Joey Holder, 'Multifunctional Gel Fertilizer' (2015) @ Plague of Diagrams. Installation view. Courtesy the artist.
Joey Holder, ‘Multifunctional Gel Fertilizer’ (2015) @ Plague of Diagrams. Installation view. Courtesy the artist.

Can you tell me a little bit about your upcoming exhibitions?

Joey Holder: The show at Res. is a show called Exta. It’s quite an abstract and theory-heavy… it’s kind of like slime-aesthetics, alien sort of stuff. But it sounds quite clever. It’s about slime, and weird shit; for this one they want me to do something with Dark Creatures, which is one of my Tumblrs, so I won’t be under my actual name, I’ll just be called that. I’m making a sort of trailer for the show; they’re doing a bigger show next spring, and I guess I see it as some sort of film-trailer or something for this bigger project.

Then I’m in a group show that’s happening at Wysing, called The Uncanny Valley. I’m basically doing a big floor piece for that.

I do a lot of shows, and I feel like my work is this continual process and output. I don’t think of my works as finished pieces, like static works within a gallery or something, so it’s quite nice to be invited to do lots of things. To somehow compartmentalize, or conceptualise or sort of seal off certain parts of my thinking, somehow.

I find the ‘Uncanny Valley’ as a concept so arresting, through it’s almost recursive description of a kind of human-engineered state where the proximity to flawless human-ness is what actually inspires negative feelings in humans…

JH: It’s really relevant. What’s happening now, with AI and robotics and stuff, how it starts to simulate life, I guess, becomes really fucking weird.

Excerpts from a point-labeling dataset:
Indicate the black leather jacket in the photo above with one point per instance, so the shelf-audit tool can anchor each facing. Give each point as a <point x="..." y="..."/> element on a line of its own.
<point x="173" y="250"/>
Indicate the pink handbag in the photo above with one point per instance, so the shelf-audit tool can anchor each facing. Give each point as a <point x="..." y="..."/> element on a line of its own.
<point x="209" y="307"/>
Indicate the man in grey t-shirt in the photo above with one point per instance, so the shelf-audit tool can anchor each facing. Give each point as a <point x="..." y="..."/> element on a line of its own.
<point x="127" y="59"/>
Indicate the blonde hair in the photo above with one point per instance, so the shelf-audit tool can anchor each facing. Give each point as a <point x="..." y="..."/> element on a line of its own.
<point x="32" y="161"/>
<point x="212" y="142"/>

• TASK SET
- A) What is the title of the group show at Wysing mentioned in the interview?
- B) Please transcribe the stretch of the interview from "Joey Holder, 'Multifunctional" through "this bigger project.".
The items play no part in the work here.

• RESPONSES IN ORDER
- A) The Uncanny Valley.

- B)
Joey Holder, 'Multifunctional Gel Fertilizer' (2015) @ Plague of Diagrams. Installation view. Courtesy the artist.
Joey Holder, ‘Multifunctional Gel Fertilizer’ (2015) @ Plague of Diagrams. Installation view. Courtesy the artist.

Can you tell me a little bit about your upcoming exhibitions?

Joey Holder: The show at Res. is a show called Exta. It’s quite an abstract and theory-heavy… it’s kind of like slime-aesthetics, alien sort of stuff. But it sounds quite clever. It’s about slime, and weird shit; for this one they want me to do something with Dark Creatures, which is one of my Tumblrs, so I won’t be under my actual name, I’ll just be called that. I’m making a sort of trailer for the show; they’re doing a bigger show next spring, and I guess I see it as some sort of film-trailer or something for this bigger project.